Source document:
begin

Did you have any pushback from your current customers when you switched to seasonal? How do you structure the payment?


----------



## Shady (11 mo ago)

scaypa said:


> Did you have any pushback from your current customers when you switched to seasonal? How do you structure the payment?


All our work is referral so that narrows down the price shopping. Our rates are based on a per storm rate multiplied by 11 which had been our historical average until recently. We do have some events I will only plow the hills as a courtesy. What I do offer for a new customer is if we don't plow at least 8 times their first year I will offer them the second year at the per storm rate x the number of times we actually plowed the first year. As far as when we switch I offered a seasonal price (existing rate x historical average) or an increased per storm price, 75% of our customers at the time chose the seasonal rate (1996). The following year there was no choice so we lost some customers and those slots were filled with new customers that had the peace of mind knowing exactly what they would pay for snowplowing (1997). Payment is paid in full by 12/31 unless we have a payment schedule agreement. A large number of our customers pay shortly after receiving their yearly letter for renewal at the end of September.


----------



## Hydromaster (Jun 11, 2018)

Our seasonal contracts first payment is due November 1st, second payment is due on the first of the year.

no refunds or pro rating for next year service based on this years snow. As that wouldn’t be playing the averages.


----------



## Shady (11 mo ago)

Hydromaster said:


> Our seasonal contracts first payment is due November 1st, second payment is due on the first of the year.
> 
> no refunds or pro rating for next year service based on this years snow. As that wouldn't be playing the averages.


The pro rating is only offered for new customers in order to try and keep them on par for the avg if we fall well below it their first year, it's a very small price to pay to maintain a new customer. And to be clear we only service residential properties.


----------



## SnowHampshire (Nov 8, 2020)

end

Written instruction:
Answer these questions from the snowplowing forum thread.
1. By what number does Shady multiply the per storm rate to set seasonal rates?
2. When is the first payment due on Hydromaster's seasonal contracts?
3. What kind of properties does Shady say they service?

Record list:
begin

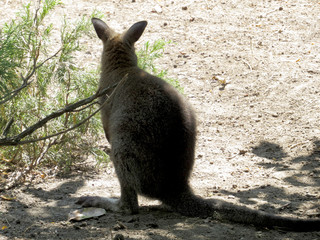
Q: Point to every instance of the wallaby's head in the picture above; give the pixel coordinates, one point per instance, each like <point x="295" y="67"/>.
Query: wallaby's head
<point x="118" y="48"/>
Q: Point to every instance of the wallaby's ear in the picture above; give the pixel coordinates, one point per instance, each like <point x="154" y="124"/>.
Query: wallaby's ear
<point x="102" y="29"/>
<point x="134" y="33"/>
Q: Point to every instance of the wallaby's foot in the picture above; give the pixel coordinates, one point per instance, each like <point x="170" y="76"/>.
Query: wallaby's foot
<point x="110" y="204"/>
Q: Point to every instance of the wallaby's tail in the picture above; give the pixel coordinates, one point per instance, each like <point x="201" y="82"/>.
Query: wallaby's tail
<point x="190" y="205"/>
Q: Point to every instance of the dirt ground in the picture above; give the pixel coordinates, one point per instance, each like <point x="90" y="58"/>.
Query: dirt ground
<point x="251" y="71"/>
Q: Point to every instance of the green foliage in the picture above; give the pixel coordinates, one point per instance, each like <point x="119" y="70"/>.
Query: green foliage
<point x="28" y="41"/>
<point x="147" y="57"/>
<point x="58" y="82"/>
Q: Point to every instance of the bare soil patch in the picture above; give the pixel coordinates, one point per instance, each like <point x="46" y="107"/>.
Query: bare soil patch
<point x="251" y="71"/>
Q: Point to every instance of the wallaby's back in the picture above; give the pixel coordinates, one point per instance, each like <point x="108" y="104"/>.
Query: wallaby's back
<point x="152" y="132"/>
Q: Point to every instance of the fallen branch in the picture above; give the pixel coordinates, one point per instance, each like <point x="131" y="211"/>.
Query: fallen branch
<point x="16" y="140"/>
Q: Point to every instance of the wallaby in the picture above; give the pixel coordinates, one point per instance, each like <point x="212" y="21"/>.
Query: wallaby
<point x="152" y="132"/>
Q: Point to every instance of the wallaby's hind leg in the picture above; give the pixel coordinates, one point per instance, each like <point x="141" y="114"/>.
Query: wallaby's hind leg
<point x="127" y="203"/>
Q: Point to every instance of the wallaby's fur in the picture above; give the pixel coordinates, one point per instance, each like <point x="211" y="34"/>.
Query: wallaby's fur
<point x="152" y="132"/>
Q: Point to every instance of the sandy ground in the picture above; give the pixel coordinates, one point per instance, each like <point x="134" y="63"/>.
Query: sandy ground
<point x="251" y="71"/>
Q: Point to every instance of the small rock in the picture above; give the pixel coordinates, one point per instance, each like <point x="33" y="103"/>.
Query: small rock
<point x="118" y="237"/>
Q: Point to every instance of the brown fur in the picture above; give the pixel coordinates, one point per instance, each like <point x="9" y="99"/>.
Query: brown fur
<point x="152" y="132"/>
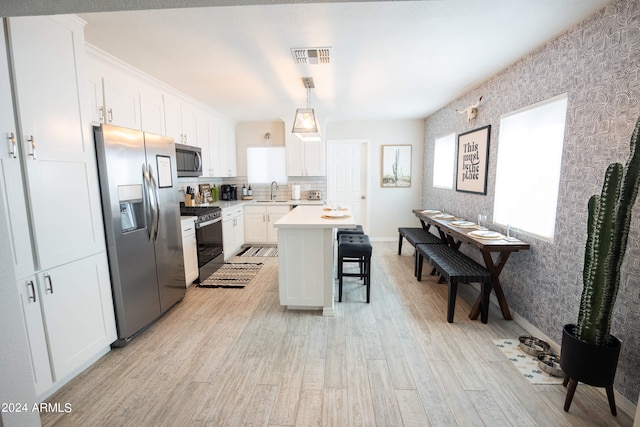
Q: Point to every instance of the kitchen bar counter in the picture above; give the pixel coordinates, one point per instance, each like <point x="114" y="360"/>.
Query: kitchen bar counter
<point x="305" y="258"/>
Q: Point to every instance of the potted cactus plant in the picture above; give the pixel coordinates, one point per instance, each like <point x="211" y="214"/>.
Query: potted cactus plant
<point x="589" y="351"/>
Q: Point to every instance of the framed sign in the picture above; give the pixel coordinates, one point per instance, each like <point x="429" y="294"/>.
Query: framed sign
<point x="473" y="159"/>
<point x="205" y="190"/>
<point x="164" y="171"/>
<point x="396" y="166"/>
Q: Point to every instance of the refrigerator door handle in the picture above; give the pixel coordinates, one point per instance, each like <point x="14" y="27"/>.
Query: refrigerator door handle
<point x="150" y="203"/>
<point x="198" y="161"/>
<point x="156" y="210"/>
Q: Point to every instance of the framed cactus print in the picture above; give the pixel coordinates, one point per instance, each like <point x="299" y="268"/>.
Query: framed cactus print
<point x="396" y="166"/>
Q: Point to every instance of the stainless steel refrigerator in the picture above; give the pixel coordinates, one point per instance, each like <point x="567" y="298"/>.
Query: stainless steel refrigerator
<point x="138" y="184"/>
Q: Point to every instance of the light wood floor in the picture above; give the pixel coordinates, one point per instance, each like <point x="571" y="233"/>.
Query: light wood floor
<point x="230" y="357"/>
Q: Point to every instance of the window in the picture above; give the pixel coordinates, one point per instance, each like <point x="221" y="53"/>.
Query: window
<point x="528" y="167"/>
<point x="444" y="161"/>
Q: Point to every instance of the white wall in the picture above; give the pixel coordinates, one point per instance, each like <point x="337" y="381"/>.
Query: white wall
<point x="389" y="208"/>
<point x="16" y="380"/>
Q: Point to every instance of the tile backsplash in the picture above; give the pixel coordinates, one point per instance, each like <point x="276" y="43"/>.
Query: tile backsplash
<point x="262" y="191"/>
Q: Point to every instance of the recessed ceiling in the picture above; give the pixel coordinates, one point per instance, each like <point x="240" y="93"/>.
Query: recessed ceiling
<point x="389" y="60"/>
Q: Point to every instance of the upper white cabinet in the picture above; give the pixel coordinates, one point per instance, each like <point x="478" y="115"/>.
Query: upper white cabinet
<point x="121" y="102"/>
<point x="223" y="148"/>
<point x="180" y="120"/>
<point x="118" y="98"/>
<point x="152" y="110"/>
<point x="304" y="158"/>
<point x="11" y="187"/>
<point x="56" y="138"/>
<point x="124" y="96"/>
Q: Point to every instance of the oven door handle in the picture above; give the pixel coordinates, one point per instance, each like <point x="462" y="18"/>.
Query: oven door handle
<point x="204" y="224"/>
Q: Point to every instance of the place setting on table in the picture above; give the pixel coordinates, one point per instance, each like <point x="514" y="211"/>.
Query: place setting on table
<point x="454" y="231"/>
<point x="478" y="230"/>
<point x="335" y="211"/>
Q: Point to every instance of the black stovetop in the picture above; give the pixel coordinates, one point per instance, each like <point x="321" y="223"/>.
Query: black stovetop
<point x="199" y="211"/>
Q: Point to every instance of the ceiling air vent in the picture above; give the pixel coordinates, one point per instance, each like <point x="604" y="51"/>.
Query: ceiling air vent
<point x="311" y="55"/>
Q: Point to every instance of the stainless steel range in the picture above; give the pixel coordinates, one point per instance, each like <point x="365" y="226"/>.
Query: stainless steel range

end

Answer to this task:
1. 11
2. November 1st
3. Only residential properties